Supplied text:
= = = = =
Research Talk, Georgetown University Linguistics Speaker Series

In September, as part of the Georgetown University Department of Linguistics Friday Speaker Series, the project presented a summary of our latest work and our goals for the new NEH Digital Humanities Advancement Grant we received. “A Linked Digital Environment for Coptic Studies”.  Caroline T. Schroeder provided an overview of the project. Amir Zeldes presented the technology required to machine-process Coptic text in order to produce an annotated, digital corpus and linked online lexicon. Rebecca Krawiec discussed the research potential of an annotated digital corpus for research in early monasticism. Elizabeth Platte introduced the concept of linked data and demonstrated our linked geographic data features. (Christine Luckritz Marquis was scheduled present research on space and place in monastic literature but was unfortunately sidelined by a hurricane.)

Rebecca Krawiec, Elizabeth Platte, Amir Zeldes, Caroline T. Schroeder at Georgetown University, 2018

Rebecca Krawiec, Elizabeth Platte, Amir Zeldes, Caroline T. Schroeder at Georgetown University, 2018

Material of Christian Apocrypha Conference

In December, Caroline T. Schroeder gave a paper at the Material of Christian Apocrypha Conference hosted at the University of Virginia, under the auspices of the North American Society for the Study of Christian Apocryphal Literature.  Dr. Schroeder’s paper, “The Materiality of Digital Apocryphal Studies,” addressed the role of digital humanities in studying the colonial history of manuscripts, people and places in early Christian literature, and public humanities.  It was part of a panel on Christian Apocrypha and the Digital Humanities, which also included papers by James Walters (Rochester College) on “The Digital Syriac Corpus: A New Resource for the Study of Syriac Texts” and  Brandon Hawk (Rhode Island College) on “The Medieval Social Network of the Gospel of Pseudo-Matthew”.  Datasets used in the presentation are available at Dr. Schroeder’s GitHub site.
= = = = =
Short exercise 1: In the saved entries, start at the line containing "apartment building ->" and stop after the line containing "429 286 L 426", then copy those lines exactly.

(Saved entries)
= = = = =
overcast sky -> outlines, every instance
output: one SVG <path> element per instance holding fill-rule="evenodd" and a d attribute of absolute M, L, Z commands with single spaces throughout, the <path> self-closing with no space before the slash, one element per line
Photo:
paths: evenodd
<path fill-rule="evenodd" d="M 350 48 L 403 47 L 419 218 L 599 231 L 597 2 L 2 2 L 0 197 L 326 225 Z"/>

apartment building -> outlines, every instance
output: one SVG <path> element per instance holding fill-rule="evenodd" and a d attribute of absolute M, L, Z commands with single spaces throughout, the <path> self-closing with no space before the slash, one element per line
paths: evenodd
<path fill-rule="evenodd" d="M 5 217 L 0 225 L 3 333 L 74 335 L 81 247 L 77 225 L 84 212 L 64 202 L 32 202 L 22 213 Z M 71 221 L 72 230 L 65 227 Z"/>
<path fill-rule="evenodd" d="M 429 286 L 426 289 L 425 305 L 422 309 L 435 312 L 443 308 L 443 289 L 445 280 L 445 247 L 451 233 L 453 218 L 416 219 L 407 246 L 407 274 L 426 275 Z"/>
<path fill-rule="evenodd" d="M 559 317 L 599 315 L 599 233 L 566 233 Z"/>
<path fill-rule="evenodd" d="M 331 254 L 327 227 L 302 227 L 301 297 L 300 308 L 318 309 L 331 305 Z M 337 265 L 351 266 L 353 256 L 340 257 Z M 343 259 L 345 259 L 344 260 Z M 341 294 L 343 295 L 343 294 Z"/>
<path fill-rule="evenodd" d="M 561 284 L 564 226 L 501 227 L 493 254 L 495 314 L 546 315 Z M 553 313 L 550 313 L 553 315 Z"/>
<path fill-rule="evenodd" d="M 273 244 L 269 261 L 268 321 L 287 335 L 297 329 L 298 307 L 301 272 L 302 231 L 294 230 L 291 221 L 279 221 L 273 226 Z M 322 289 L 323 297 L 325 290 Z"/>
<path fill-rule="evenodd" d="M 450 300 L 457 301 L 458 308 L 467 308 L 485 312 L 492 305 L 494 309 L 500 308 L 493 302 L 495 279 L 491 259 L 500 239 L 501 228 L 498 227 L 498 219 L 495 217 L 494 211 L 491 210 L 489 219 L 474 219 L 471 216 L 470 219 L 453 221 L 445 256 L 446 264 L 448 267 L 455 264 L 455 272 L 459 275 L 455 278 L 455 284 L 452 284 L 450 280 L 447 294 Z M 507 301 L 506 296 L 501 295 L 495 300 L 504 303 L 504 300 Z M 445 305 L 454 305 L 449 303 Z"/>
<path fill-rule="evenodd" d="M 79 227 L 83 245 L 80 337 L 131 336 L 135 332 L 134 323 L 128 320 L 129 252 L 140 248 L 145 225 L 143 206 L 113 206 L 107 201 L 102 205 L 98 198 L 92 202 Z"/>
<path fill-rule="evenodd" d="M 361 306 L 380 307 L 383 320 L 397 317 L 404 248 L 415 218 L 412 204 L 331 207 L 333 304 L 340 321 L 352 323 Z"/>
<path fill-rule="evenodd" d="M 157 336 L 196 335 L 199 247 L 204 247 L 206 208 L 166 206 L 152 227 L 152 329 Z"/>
= = = = =
Short exercise 2:
Using the text about the Coptic project's talks, answer these:
(a) Who gave an overview of the project at Georgetown?
(b) Which university hosted the Material of Christian Apocrypha Conference?
(c) What was the title of the paper by James Walters?

Exercise result 1:
apartment building -> outlines, every instance
output: one SVG <path> element per instance holding fill-rule="evenodd" and a d attribute of absolute M, L, Z commands with single spaces throughout, the <path> self-closing with no space before the slash, one element per line
paths: evenodd
<path fill-rule="evenodd" d="M 5 217 L 0 225 L 3 333 L 74 335 L 81 247 L 77 225 L 84 212 L 64 202 L 32 202 L 22 213 Z M 71 221 L 72 230 L 65 227 Z"/>
<path fill-rule="evenodd" d="M 429 286 L 426 289 L 425 305 L 422 309 L 435 312 L 443 308 L 443 289 L 445 280 L 445 247 L 451 233 L 453 218 L 416 219 L 407 246 L 407 274 L 426 275 Z"/>

Exercise result 2:
(a) Caroline T. Schroeder
(b) The University of Virginia
(c) "The Digital Syriac Corpus: A New Resource for the Study of Syriac Texts"